Try it — Only these lines, please: the first one of the records through the one containing "120L301 115L312 157L246", retyped exactly, both ends included and pictures omitted.
START Record excerpts
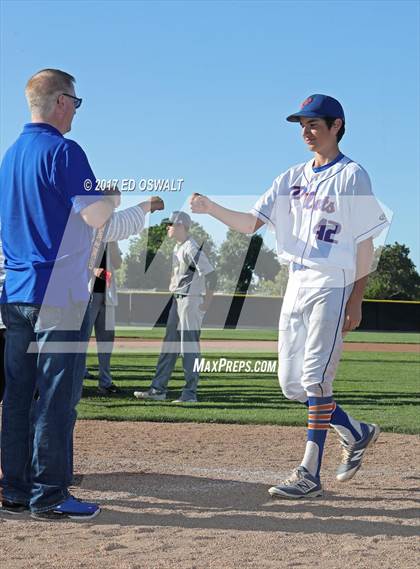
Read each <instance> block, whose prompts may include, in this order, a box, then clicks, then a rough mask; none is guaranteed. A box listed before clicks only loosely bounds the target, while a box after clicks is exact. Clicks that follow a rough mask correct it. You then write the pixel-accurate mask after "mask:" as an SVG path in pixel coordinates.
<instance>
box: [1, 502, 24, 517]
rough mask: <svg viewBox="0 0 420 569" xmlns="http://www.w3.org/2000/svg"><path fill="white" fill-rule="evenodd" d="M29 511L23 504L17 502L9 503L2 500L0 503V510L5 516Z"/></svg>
mask: <svg viewBox="0 0 420 569" xmlns="http://www.w3.org/2000/svg"><path fill="white" fill-rule="evenodd" d="M28 510H29V507H28V506H26V505H25V504H20V503H19V502H9V501H8V500H3V501H2V503H1V510H0V511H2V512H4V513H6V514H23V513H25V512H27V511H28Z"/></svg>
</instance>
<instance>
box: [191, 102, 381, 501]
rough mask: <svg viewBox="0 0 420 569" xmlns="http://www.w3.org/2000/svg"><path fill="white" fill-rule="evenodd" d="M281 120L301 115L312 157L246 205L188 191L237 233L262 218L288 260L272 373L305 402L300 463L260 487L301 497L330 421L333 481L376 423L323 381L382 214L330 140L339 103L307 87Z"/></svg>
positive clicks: (352, 311)
mask: <svg viewBox="0 0 420 569" xmlns="http://www.w3.org/2000/svg"><path fill="white" fill-rule="evenodd" d="M287 120H288V121H290V122H296V123H300V126H301V129H302V137H303V140H304V142H305V143H306V144H307V146H308V149H309V150H310V151H311V152H313V153H314V157H313V159H311V160H310V161H309V162H307V163H304V164H298V165H297V166H293V167H292V168H290V169H289V170H287V171H286V172H284V173H283V174H281V175H280V176H278V177H277V178H276V179H275V180H274V182H273V184H272V186H271V188H269V190H267V192H266V193H265V194H264V195H263V196H261V198H260V199H259V200H258V201H257V203H256V204H255V205H254V207H253V208H252V210H251V211H250V212H249V213H245V212H238V211H233V210H229V209H226V208H223V207H221V206H220V205H218V204H216V203H215V202H213V201H211V200H209V199H208V198H207V197H205V196H200V195H199V194H194V195H193V196H192V198H191V208H192V211H193V212H194V213H208V214H210V215H212V216H213V217H215V218H216V219H219V220H220V221H222V222H223V223H225V224H227V225H228V226H230V227H231V228H232V229H235V230H236V231H240V232H242V233H253V232H254V231H256V230H257V229H258V228H259V227H261V226H262V225H263V224H267V225H268V227H269V228H270V229H271V230H272V231H274V233H275V236H276V245H277V253H278V257H279V260H280V261H281V262H284V263H288V264H289V267H290V270H289V282H288V285H287V290H286V294H285V298H284V300H283V305H282V311H281V316H280V322H279V381H280V385H281V388H282V390H283V393H284V395H285V396H286V397H287V398H288V399H293V400H295V401H300V402H301V403H304V404H305V405H306V406H307V407H308V432H307V442H306V447H305V454H304V457H303V459H302V462H301V464H300V466H298V467H297V468H296V469H295V470H294V471H293V472H292V474H291V476H290V477H288V478H287V479H286V480H284V481H282V482H281V483H279V484H278V485H277V486H273V487H272V488H270V489H269V493H270V494H271V495H272V496H277V497H281V498H302V497H307V498H308V497H315V496H320V495H322V492H323V490H322V485H321V478H320V469H321V461H322V455H323V450H324V443H325V439H326V435H327V430H328V428H329V426H332V427H333V428H334V430H335V431H336V432H337V433H338V435H339V437H340V442H341V445H342V447H343V459H342V463H341V464H340V466H339V468H338V470H337V479H338V480H339V481H346V480H350V479H351V478H352V477H353V476H354V475H355V474H356V472H357V471H358V469H359V468H360V466H361V463H362V459H363V455H364V453H365V451H366V449H367V448H368V446H369V445H371V444H372V443H373V442H375V440H376V439H377V437H378V435H379V427H378V426H377V425H374V424H369V423H364V422H361V421H357V420H356V419H354V418H353V417H351V416H350V415H348V414H347V413H346V412H345V411H344V410H343V409H342V408H341V407H340V406H339V405H338V404H336V402H335V401H334V399H333V396H332V395H333V390H332V384H333V380H334V377H335V373H336V369H337V365H338V361H339V358H340V354H341V350H342V345H343V334H344V333H346V332H348V331H350V330H353V329H354V328H356V327H357V326H358V325H359V323H360V321H361V317H362V310H361V307H362V299H363V291H364V288H365V286H366V281H367V276H368V273H369V270H370V265H371V261H372V256H373V243H372V239H373V238H374V237H376V236H378V235H379V234H381V233H382V231H384V230H385V229H386V228H387V227H388V225H389V223H388V221H387V219H386V217H385V215H384V213H383V211H382V209H381V207H380V205H379V203H378V202H377V201H376V199H375V197H374V196H373V194H372V190H371V186H370V180H369V176H368V175H367V173H366V171H365V170H364V169H363V168H362V167H361V166H360V165H359V164H357V163H356V162H354V161H353V160H351V159H350V158H348V157H346V156H344V155H343V154H342V153H341V152H340V150H339V148H338V142H339V141H340V139H341V137H342V136H343V134H344V129H345V126H344V125H345V117H344V111H343V108H342V106H341V105H340V103H339V102H338V101H337V100H336V99H333V98H332V97H329V96H327V95H320V94H316V95H311V96H310V97H308V98H307V99H306V100H305V101H304V102H303V103H302V105H301V108H300V110H299V111H298V112H296V113H294V114H293V115H290V116H289V117H287Z"/></svg>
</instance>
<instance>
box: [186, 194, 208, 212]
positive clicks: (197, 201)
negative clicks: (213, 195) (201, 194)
mask: <svg viewBox="0 0 420 569" xmlns="http://www.w3.org/2000/svg"><path fill="white" fill-rule="evenodd" d="M210 207H211V201H210V200H209V198H208V197H206V196H202V195H201V194H193V195H192V196H191V197H190V208H191V211H192V213H210Z"/></svg>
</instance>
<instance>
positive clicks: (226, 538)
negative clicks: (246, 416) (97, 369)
mask: <svg viewBox="0 0 420 569" xmlns="http://www.w3.org/2000/svg"><path fill="white" fill-rule="evenodd" d="M304 439H305V431H304V429H302V428H294V427H275V426H248V425H246V426H241V425H216V424H191V423H183V424H164V423H163V424H161V423H131V422H121V423H113V422H107V421H99V422H98V421H80V422H78V424H77V430H76V447H75V460H76V473H77V474H78V478H79V486H78V487H77V488H75V489H74V493H75V494H76V495H77V496H78V497H82V498H85V499H89V500H97V501H98V502H100V503H101V504H102V507H103V512H102V514H101V515H100V516H99V517H98V518H97V519H96V520H95V521H93V522H91V523H88V524H80V523H79V524H78V523H75V522H73V523H71V522H42V521H35V520H31V519H30V518H29V516H28V515H27V514H24V515H23V517H22V518H19V519H17V518H16V517H13V518H10V517H7V516H6V515H4V514H3V515H0V559H1V566H2V567H4V568H5V569H18V568H19V569H76V568H85V569H111V568H112V569H113V568H115V569H117V568H118V569H248V568H249V569H283V568H287V569H289V568H301V569H307V568H309V567H322V568H323V569H336V568H337V567H343V566H344V567H348V568H349V569H353V568H355V569H376V568H378V569H379V568H380V569H395V568H398V569H414V568H417V567H418V558H419V557H418V556H419V553H420V550H419V540H418V535H419V529H420V528H419V520H418V514H419V510H418V506H419V503H420V476H419V473H418V472H416V465H418V457H419V455H420V444H419V439H418V437H416V436H404V435H397V434H388V433H383V434H381V436H380V438H379V441H378V442H377V444H376V445H375V446H374V447H373V448H372V450H371V451H369V454H368V455H367V457H366V460H365V463H364V466H363V470H362V471H360V472H359V473H358V475H357V477H356V478H355V479H354V480H353V481H351V482H349V483H346V484H340V483H339V482H336V481H335V479H334V472H335V468H336V466H337V463H338V461H339V446H338V443H337V439H336V437H335V436H334V435H333V433H330V434H329V440H328V444H327V452H326V457H325V460H324V485H325V488H326V493H325V496H324V497H322V498H317V499H312V500H303V501H281V500H277V501H275V500H272V499H270V497H269V496H268V494H267V488H268V487H269V486H270V485H271V484H273V483H275V482H276V481H279V480H280V479H281V478H282V476H284V475H286V474H287V473H289V472H290V470H291V469H292V468H293V467H294V466H296V464H298V462H299V459H300V458H301V455H302V452H303V447H304Z"/></svg>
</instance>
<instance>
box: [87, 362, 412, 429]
mask: <svg viewBox="0 0 420 569" xmlns="http://www.w3.org/2000/svg"><path fill="white" fill-rule="evenodd" d="M244 357H246V359H249V360H256V359H261V360H263V359H269V360H273V359H275V355H274V354H273V356H269V355H267V354H262V355H258V354H252V356H249V357H248V356H244V355H243V354H238V355H236V356H235V355H234V354H229V359H241V360H242V359H244ZM209 359H219V356H214V355H213V356H211V358H209ZM156 361H157V356H156V355H154V356H151V355H145V354H139V355H136V354H134V355H133V354H127V355H120V356H118V355H117V354H115V355H114V356H113V360H112V368H113V373H114V381H115V382H116V383H117V384H118V385H119V386H120V387H121V389H122V392H121V394H119V395H118V396H113V397H112V398H110V397H100V396H98V395H97V392H96V381H94V380H89V381H85V389H84V397H83V399H82V401H81V403H80V405H79V417H80V418H84V419H109V420H116V421H122V420H133V421H168V422H175V421H181V422H184V421H196V422H218V423H244V424H245V423H253V424H275V425H301V426H304V425H305V423H306V408H305V407H304V406H303V405H300V404H297V403H293V402H290V401H288V400H286V399H285V398H284V397H283V395H282V394H281V392H280V389H279V386H278V382H277V376H276V374H275V373H271V374H267V373H266V374H264V373H260V374H252V373H229V374H226V373H214V374H211V373H210V374H206V373H202V374H201V381H200V386H199V394H198V395H199V400H200V402H199V403H198V404H196V405H188V404H187V405H182V406H178V405H173V404H172V403H170V401H168V402H166V401H165V402H143V401H139V400H137V399H135V398H134V397H133V391H134V390H138V389H140V390H146V389H147V388H148V387H149V384H150V378H151V377H152V376H153V373H154V371H155V366H156ZM88 365H89V369H90V370H91V371H92V372H93V373H97V360H96V356H95V355H89V356H88ZM182 384H183V380H182V369H181V360H180V359H178V362H177V368H176V370H175V372H174V375H173V378H172V380H171V382H170V385H169V387H170V391H169V393H168V398H169V399H170V400H171V399H175V398H176V397H178V396H179V393H180V389H181V387H182ZM418 391H419V357H418V355H417V354H410V353H383V352H370V353H367V352H347V353H344V355H343V358H342V361H341V364H340V367H339V370H338V375H337V379H336V381H335V398H336V400H337V401H338V402H339V403H341V404H343V406H345V408H346V410H347V411H349V412H350V413H351V414H352V415H354V416H355V417H357V418H359V419H362V420H368V421H373V422H377V423H378V424H380V426H381V427H382V429H383V430H386V431H395V432H400V433H420V419H419V402H420V397H419V393H418Z"/></svg>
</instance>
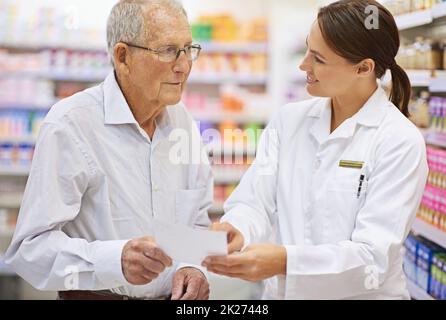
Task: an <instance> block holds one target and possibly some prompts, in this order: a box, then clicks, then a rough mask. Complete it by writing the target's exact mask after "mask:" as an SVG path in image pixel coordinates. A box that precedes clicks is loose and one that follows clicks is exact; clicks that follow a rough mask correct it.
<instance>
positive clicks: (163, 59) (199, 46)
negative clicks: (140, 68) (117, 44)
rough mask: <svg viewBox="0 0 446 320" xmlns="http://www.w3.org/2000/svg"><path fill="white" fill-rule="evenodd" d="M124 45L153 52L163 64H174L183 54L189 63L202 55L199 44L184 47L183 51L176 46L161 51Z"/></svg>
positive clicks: (163, 49)
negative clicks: (185, 57)
mask: <svg viewBox="0 0 446 320" xmlns="http://www.w3.org/2000/svg"><path fill="white" fill-rule="evenodd" d="M122 43H124V44H126V45H128V46H129V47H134V48H138V49H143V50H147V51H149V52H152V53H154V54H156V55H157V56H158V60H159V61H161V62H173V61H175V60H177V59H178V58H179V57H180V54H181V52H184V54H185V55H186V57H187V59H188V60H189V61H195V60H197V59H198V56H199V55H200V51H201V46H200V45H199V44H192V45H189V46H186V47H184V48H183V49H177V47H175V46H167V47H162V48H159V49H152V48H146V47H141V46H137V45H134V44H130V43H125V42H122Z"/></svg>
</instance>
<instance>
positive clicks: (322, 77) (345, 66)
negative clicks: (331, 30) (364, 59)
mask: <svg viewBox="0 0 446 320" xmlns="http://www.w3.org/2000/svg"><path fill="white" fill-rule="evenodd" d="M299 68H300V69H301V70H302V71H305V72H306V74H307V91H308V93H309V94H311V95H312V96H317V97H331V98H333V97H339V96H342V95H344V94H346V93H348V92H349V91H351V90H352V88H353V87H354V84H355V83H356V82H357V80H358V77H357V73H356V70H357V69H356V68H355V65H353V64H352V63H350V62H349V61H347V60H346V59H345V58H343V57H341V56H339V55H338V54H336V53H335V52H334V51H333V50H332V49H331V48H330V47H329V46H328V45H327V43H326V42H325V40H324V38H323V36H322V32H321V29H320V28H319V24H318V23H317V21H316V22H315V23H313V26H312V28H311V31H310V34H309V35H308V38H307V52H306V55H305V57H304V59H303V61H302V63H301V65H300V66H299Z"/></svg>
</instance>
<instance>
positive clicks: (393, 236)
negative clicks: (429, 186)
mask: <svg viewBox="0 0 446 320" xmlns="http://www.w3.org/2000/svg"><path fill="white" fill-rule="evenodd" d="M330 117H331V101H330V99H326V98H317V99H312V100H308V101H304V102H300V103H292V104H289V105H286V106H284V107H283V108H281V109H280V111H279V112H278V114H277V115H276V116H275V117H274V118H273V120H272V121H271V122H270V124H269V125H268V127H267V129H266V130H265V132H264V133H263V136H262V139H261V142H260V144H259V148H258V153H257V158H256V160H255V161H254V163H253V165H252V166H251V167H250V169H249V170H248V171H247V173H246V174H245V176H244V177H243V178H242V180H241V182H240V184H239V186H238V187H237V188H236V190H235V191H234V192H233V194H232V195H231V197H230V198H229V199H228V201H227V202H226V204H225V212H226V214H225V216H224V217H223V218H222V221H226V222H229V223H231V224H233V225H234V226H235V227H236V228H238V229H239V230H240V231H241V232H242V234H243V236H244V238H245V245H249V244H252V243H256V242H261V241H267V240H268V238H269V237H271V235H274V238H275V242H277V243H280V244H283V245H284V246H285V248H286V251H287V275H286V276H277V277H274V278H271V279H269V280H268V281H267V283H266V290H265V293H264V297H265V298H270V299H407V298H409V294H408V291H407V288H406V282H405V277H404V273H403V270H402V255H403V253H402V246H403V243H404V240H405V238H406V236H407V234H408V232H409V230H410V226H411V224H412V222H413V220H414V218H415V213H416V210H417V208H418V206H419V203H420V200H421V196H422V193H423V190H424V186H425V183H426V178H427V174H428V167H427V162H426V151H425V143H424V140H423V137H422V135H421V133H420V132H419V130H418V129H417V128H416V127H415V126H414V125H413V124H412V123H411V122H410V121H409V120H408V119H407V118H406V117H405V116H404V115H403V114H402V113H401V112H400V111H399V110H398V109H397V108H396V107H395V106H394V105H393V104H392V103H391V102H390V101H389V100H388V97H387V95H386V93H385V91H384V90H383V89H381V88H379V89H377V91H376V92H375V93H374V94H373V95H372V96H371V97H370V99H369V100H368V101H367V103H366V104H365V105H364V106H363V107H362V108H361V109H360V110H359V111H358V112H357V113H356V114H355V115H354V116H352V117H351V118H349V119H347V120H346V121H344V122H343V123H342V124H341V125H340V126H339V127H338V128H337V129H336V130H335V131H334V132H332V133H331V134H330V131H329V130H330ZM340 160H349V161H358V162H363V163H364V164H363V167H362V168H361V169H357V168H348V167H347V168H346V167H341V166H340V165H339V162H340ZM362 174H363V175H364V176H365V179H364V182H363V184H362V187H361V191H360V193H359V197H358V187H359V179H360V176H361V175H362Z"/></svg>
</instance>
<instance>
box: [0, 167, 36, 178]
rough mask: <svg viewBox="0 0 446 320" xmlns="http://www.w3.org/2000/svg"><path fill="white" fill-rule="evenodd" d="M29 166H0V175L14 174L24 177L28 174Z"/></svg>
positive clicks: (15, 176)
mask: <svg viewBox="0 0 446 320" xmlns="http://www.w3.org/2000/svg"><path fill="white" fill-rule="evenodd" d="M29 169H30V167H29V166H18V165H11V166H4V165H3V166H0V177H1V176H14V177H26V176H28V174H29Z"/></svg>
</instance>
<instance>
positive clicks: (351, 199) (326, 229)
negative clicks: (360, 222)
mask: <svg viewBox="0 0 446 320" xmlns="http://www.w3.org/2000/svg"><path fill="white" fill-rule="evenodd" d="M360 177H361V172H359V171H356V172H354V173H349V174H342V175H337V176H335V177H333V178H332V179H331V180H329V181H328V182H327V201H326V208H325V210H326V225H325V230H326V238H327V240H328V241H329V242H333V241H342V240H350V239H351V235H352V232H353V230H354V228H355V222H356V216H357V213H358V211H359V209H360V207H361V204H362V201H363V200H364V197H365V194H366V191H367V181H366V179H365V178H364V179H363V181H362V182H361V183H360ZM360 184H361V189H360V191H359V192H358V190H359V185H360ZM358 194H359V195H358Z"/></svg>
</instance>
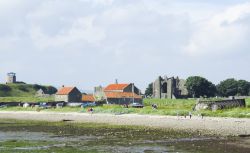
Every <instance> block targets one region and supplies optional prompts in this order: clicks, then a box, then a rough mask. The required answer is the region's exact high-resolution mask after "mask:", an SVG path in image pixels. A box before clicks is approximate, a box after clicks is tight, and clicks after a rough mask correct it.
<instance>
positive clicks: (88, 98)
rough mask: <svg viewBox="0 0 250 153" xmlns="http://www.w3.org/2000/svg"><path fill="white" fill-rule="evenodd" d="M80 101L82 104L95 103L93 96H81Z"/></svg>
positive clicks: (92, 95) (93, 97)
END Record excerpts
Answer to this exercise —
Read each <instance> block, whose prompts may include, in this order, a box, then clicks, then a rough mask; none is guaranteed. A box listed before clicks only loosely bounds the target, while a box after clicks is exact. Clicks that follow a rough mask correct it. You then write the pixel-accurate mask after "mask:" as an SVG path in pixel coordinates.
<instance>
box: [1, 502, 24, 517]
rough mask: <svg viewBox="0 0 420 569" xmlns="http://www.w3.org/2000/svg"><path fill="white" fill-rule="evenodd" d="M29 511L23 504L17 502L9 503L2 500L0 503V510L5 516Z"/></svg>
mask: <svg viewBox="0 0 420 569" xmlns="http://www.w3.org/2000/svg"><path fill="white" fill-rule="evenodd" d="M28 510H29V507H28V506H26V505H25V504H20V503H19V502H9V501H8V500H3V501H2V503H1V510H0V511H2V512H4V513H6V514H23V513H25V512H27V511H28Z"/></svg>
</instance>
<instance>
box: [191, 102, 381, 501]
rough mask: <svg viewBox="0 0 420 569" xmlns="http://www.w3.org/2000/svg"><path fill="white" fill-rule="evenodd" d="M281 120L301 115L312 157L246 205L188 191L237 233L262 218L288 260L272 373L305 402L300 463L260 487L301 497L330 421L333 481L376 423L323 381L382 214L330 140L339 103L307 87Z"/></svg>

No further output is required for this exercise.